## What to work on
Lay out every line of the records below as a Markdown table with the columns Row and Line, numbering the rows in order and omitting blank lines.

>>>>>

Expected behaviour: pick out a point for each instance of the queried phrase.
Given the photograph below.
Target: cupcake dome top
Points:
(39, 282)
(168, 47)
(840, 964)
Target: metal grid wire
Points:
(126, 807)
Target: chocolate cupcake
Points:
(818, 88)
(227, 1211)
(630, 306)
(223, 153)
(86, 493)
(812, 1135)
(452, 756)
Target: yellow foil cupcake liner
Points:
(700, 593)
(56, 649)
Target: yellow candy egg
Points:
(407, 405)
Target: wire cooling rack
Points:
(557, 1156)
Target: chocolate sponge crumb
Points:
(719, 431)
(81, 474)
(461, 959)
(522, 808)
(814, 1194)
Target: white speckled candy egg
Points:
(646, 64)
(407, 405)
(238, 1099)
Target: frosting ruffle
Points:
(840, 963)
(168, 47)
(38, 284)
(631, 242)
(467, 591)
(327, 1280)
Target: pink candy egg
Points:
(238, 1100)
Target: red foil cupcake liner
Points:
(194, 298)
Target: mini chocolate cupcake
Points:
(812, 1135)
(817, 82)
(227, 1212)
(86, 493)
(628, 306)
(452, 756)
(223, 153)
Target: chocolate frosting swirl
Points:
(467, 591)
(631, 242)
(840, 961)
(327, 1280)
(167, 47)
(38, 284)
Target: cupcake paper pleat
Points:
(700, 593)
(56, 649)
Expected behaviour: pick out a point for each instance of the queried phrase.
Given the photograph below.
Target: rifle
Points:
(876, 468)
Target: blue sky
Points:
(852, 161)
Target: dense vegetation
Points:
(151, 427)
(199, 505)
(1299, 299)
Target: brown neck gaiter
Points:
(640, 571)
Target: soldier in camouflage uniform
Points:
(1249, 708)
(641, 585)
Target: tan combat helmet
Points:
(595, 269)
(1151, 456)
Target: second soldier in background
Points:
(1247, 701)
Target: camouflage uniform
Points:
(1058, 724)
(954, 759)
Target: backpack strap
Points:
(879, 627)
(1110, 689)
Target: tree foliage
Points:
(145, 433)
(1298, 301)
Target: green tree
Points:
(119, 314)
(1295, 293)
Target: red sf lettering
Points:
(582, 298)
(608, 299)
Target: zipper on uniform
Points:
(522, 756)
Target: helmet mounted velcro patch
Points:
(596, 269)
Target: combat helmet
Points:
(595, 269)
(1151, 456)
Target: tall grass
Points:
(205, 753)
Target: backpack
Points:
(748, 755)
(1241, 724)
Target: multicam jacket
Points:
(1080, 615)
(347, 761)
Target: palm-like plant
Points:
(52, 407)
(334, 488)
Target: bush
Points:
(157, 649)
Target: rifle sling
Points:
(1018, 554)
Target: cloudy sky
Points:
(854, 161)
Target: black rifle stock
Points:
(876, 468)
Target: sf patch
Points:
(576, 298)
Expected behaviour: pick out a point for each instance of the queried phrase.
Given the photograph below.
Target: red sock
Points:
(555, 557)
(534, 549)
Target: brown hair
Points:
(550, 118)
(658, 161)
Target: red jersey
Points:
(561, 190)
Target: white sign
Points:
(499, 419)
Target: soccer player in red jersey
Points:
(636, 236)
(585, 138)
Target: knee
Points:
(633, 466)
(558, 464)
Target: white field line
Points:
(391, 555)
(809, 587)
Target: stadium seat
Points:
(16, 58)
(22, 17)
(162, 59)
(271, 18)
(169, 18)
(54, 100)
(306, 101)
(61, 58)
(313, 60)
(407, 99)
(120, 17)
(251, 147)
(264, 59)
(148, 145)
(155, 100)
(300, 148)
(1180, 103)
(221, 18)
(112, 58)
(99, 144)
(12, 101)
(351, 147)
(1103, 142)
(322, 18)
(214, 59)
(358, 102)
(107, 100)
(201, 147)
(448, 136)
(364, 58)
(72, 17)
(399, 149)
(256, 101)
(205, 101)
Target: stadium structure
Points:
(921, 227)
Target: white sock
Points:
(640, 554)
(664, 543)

<<<<<

## Complete output
| Row | Line |
|---|---|
| 1 | Expected behaviour: pick out a point for each instance of the queried phrase. |
| 2 | Given the photograph below. |
| 3 | Target: cupcake dome top |
| 4 | Points: |
| 5 | (39, 282) |
| 6 | (168, 47) |
| 7 | (840, 964) |
| 8 | Target: metal grid wire |
| 9 | Points: |
| 10 | (126, 807) |
| 11 | Target: chocolate cupcake |
| 12 | Points: |
| 13 | (818, 88) |
| 14 | (227, 1211) |
| 15 | (630, 306) |
| 16 | (223, 153) |
| 17 | (86, 493) |
| 18 | (812, 1135) |
| 19 | (452, 756) |
| 20 | Target: yellow foil cupcake liner |
| 21 | Points: |
| 22 | (700, 593) |
| 23 | (56, 649) |
| 24 | Target: yellow candy egg |
| 25 | Points: |
| 26 | (407, 405) |
| 27 | Target: wire cooling rack |
| 28 | Points: |
| 29 | (557, 1156) |
| 30 | Target: chocolate sponge crumb |
| 31 | Points: |
| 32 | (719, 431) |
| 33 | (81, 474) |
| 34 | (461, 959) |
| 35 | (522, 808) |
| 36 | (814, 1194) |
| 37 | Target: white speckled candy egg |
| 38 | Points: |
| 39 | (646, 64) |
| 40 | (407, 405) |
| 41 | (238, 1099) |
| 42 | Target: frosting ruffle |
| 43 | Points: |
| 44 | (840, 963) |
| 45 | (168, 47) |
| 46 | (38, 284) |
| 47 | (631, 242) |
| 48 | (467, 591) |
| 49 | (327, 1280) |
| 50 | Target: pink candy egg |
| 51 | Points: |
| 52 | (238, 1100) |
| 53 | Target: red foil cupcake liner |
| 54 | Points: |
| 55 | (194, 298) |
| 56 | Target: mini chocolate cupcake |
| 57 | Points: |
| 58 | (812, 1135) |
| 59 | (817, 82) |
| 60 | (227, 1212) |
| 61 | (86, 493) |
| 62 | (628, 306) |
| 63 | (452, 756) |
| 64 | (223, 153) |
| 65 | Target: chocolate frosting swirl |
| 66 | Points: |
| 67 | (467, 591) |
| 68 | (631, 242) |
| 69 | (840, 961) |
| 70 | (327, 1280) |
| 71 | (167, 47) |
| 72 | (38, 284) |
| 73 | Target: cupcake paper pleat |
| 74 | Points: |
| 75 | (700, 593) |
| 76 | (56, 649) |
| 77 | Expected behaviour: pick out a point for each instance of the queried phrase. |
| 78 | Given the photograph below. |
| 79 | Target: rifle |
| 80 | Points: |
| 81 | (876, 468) |
| 82 | Target: blue sky |
| 83 | Points: |
| 84 | (852, 161) |
| 85 | Target: dense vegetation |
| 86 | Points: |
| 87 | (151, 427) |
| 88 | (199, 505) |
| 89 | (1299, 299) |
| 90 | Target: brown neck gaiter |
| 91 | Points: |
| 92 | (640, 571) |
| 93 | Target: soldier in camouflage uniform |
| 94 | Points: |
| 95 | (1249, 708) |
| 96 | (641, 585) |
| 97 | Target: tan combat helmet |
| 98 | Points: |
| 99 | (595, 269) |
| 100 | (1151, 456) |
| 101 | Target: second soldier in background |
| 102 | Points: |
| 103 | (1247, 701) |
| 104 | Target: camouflage uniform |
| 105 | Points: |
| 106 | (1058, 724) |
| 107 | (954, 759) |
| 108 | Target: backpack strap |
| 109 | Points: |
| 110 | (879, 627) |
| 111 | (1110, 689) |
| 112 | Target: tree foliage |
| 113 | Points: |
| 114 | (145, 433) |
| 115 | (1298, 301) |
| 116 | Target: green tree |
| 117 | Points: |
| 118 | (119, 314) |
| 119 | (1295, 293) |
| 120 | Target: red sf lettering |
| 121 | Points: |
| 122 | (582, 298) |
| 123 | (608, 299) |
| 124 | Target: zipper on uniform |
| 125 | Points: |
| 126 | (522, 756) |
| 127 | Target: helmet mounted velcro patch |
| 128 | Points: |
| 129 | (596, 269) |
| 130 | Target: combat helmet |
| 131 | Points: |
| 132 | (595, 269) |
| 133 | (1151, 456) |
| 134 | Target: tall grass |
| 135 | Points: |
| 136 | (205, 753) |
| 137 | Target: backpack |
| 138 | Points: |
| 139 | (748, 755) |
| 140 | (1241, 724) |
| 141 | Target: multicam jacket |
| 142 | Points: |
| 143 | (1080, 615) |
| 144 | (347, 761) |
| 145 | Target: palm-like plant |
| 146 | Points: |
| 147 | (52, 407) |
| 148 | (334, 488) |
| 149 | Target: bush |
| 150 | Points: |
| 151 | (157, 649) |
| 152 | Target: rifle sling |
| 153 | Points: |
| 154 | (1018, 554) |
| 155 | Target: cloudy sky |
| 156 | Points: |
| 157 | (854, 161) |
| 158 | Target: black rifle stock |
| 159 | Points: |
| 160 | (876, 468) |
| 161 | Target: sf patch |
| 162 | Points: |
| 163 | (576, 298) |
| 164 | Expected behaviour: pick out a point for each instance of the queried phrase. |
| 165 | Given the photograph below. |
| 166 | Target: red sock |
| 167 | Points: |
| 168 | (555, 557) |
| 169 | (534, 549) |
| 170 | Target: brown hair |
| 171 | Points: |
| 172 | (550, 118) |
| 173 | (658, 161) |
| 174 | Target: red jersey |
| 175 | Points: |
| 176 | (561, 190) |
| 177 | Target: white sign |
| 178 | Points: |
| 179 | (499, 419) |
| 180 | Target: soccer player in red jersey |
| 181 | Points: |
| 182 | (636, 236) |
| 183 | (585, 138) |
| 184 | Target: knee |
| 185 | Points: |
| 186 | (633, 466) |
| 187 | (558, 464) |
| 188 | Target: white field line |
| 189 | Points: |
| 190 | (391, 555) |
| 191 | (809, 587) |
| 192 | Target: stadium seat |
| 193 | Points: |
| 194 | (16, 58) |
| 195 | (22, 17) |
| 196 | (162, 59) |
| 197 | (271, 18) |
| 198 | (169, 18) |
| 199 | (54, 100) |
| 200 | (306, 101) |
| 201 | (61, 58) |
| 202 | (313, 60) |
| 203 | (407, 99) |
| 204 | (120, 17) |
| 205 | (251, 147) |
| 206 | (264, 59) |
| 207 | (148, 145) |
| 208 | (155, 100) |
| 209 | (300, 148) |
| 210 | (1180, 103) |
| 211 | (221, 18) |
| 212 | (112, 58) |
| 213 | (99, 144) |
| 214 | (12, 101) |
| 215 | (351, 147) |
| 216 | (1103, 142) |
| 217 | (322, 18) |
| 218 | (214, 59) |
| 219 | (358, 102) |
| 220 | (107, 100) |
| 221 | (201, 147) |
| 222 | (448, 136) |
| 223 | (364, 58) |
| 224 | (72, 17) |
| 225 | (399, 149) |
| 226 | (256, 101) |
| 227 | (205, 101) |
| 228 | Target: stadium structure |
| 229 | Points: |
| 230 | (921, 227) |
| 231 | Target: white sock |
| 232 | Points: |
| 233 | (640, 554) |
| 234 | (664, 543) |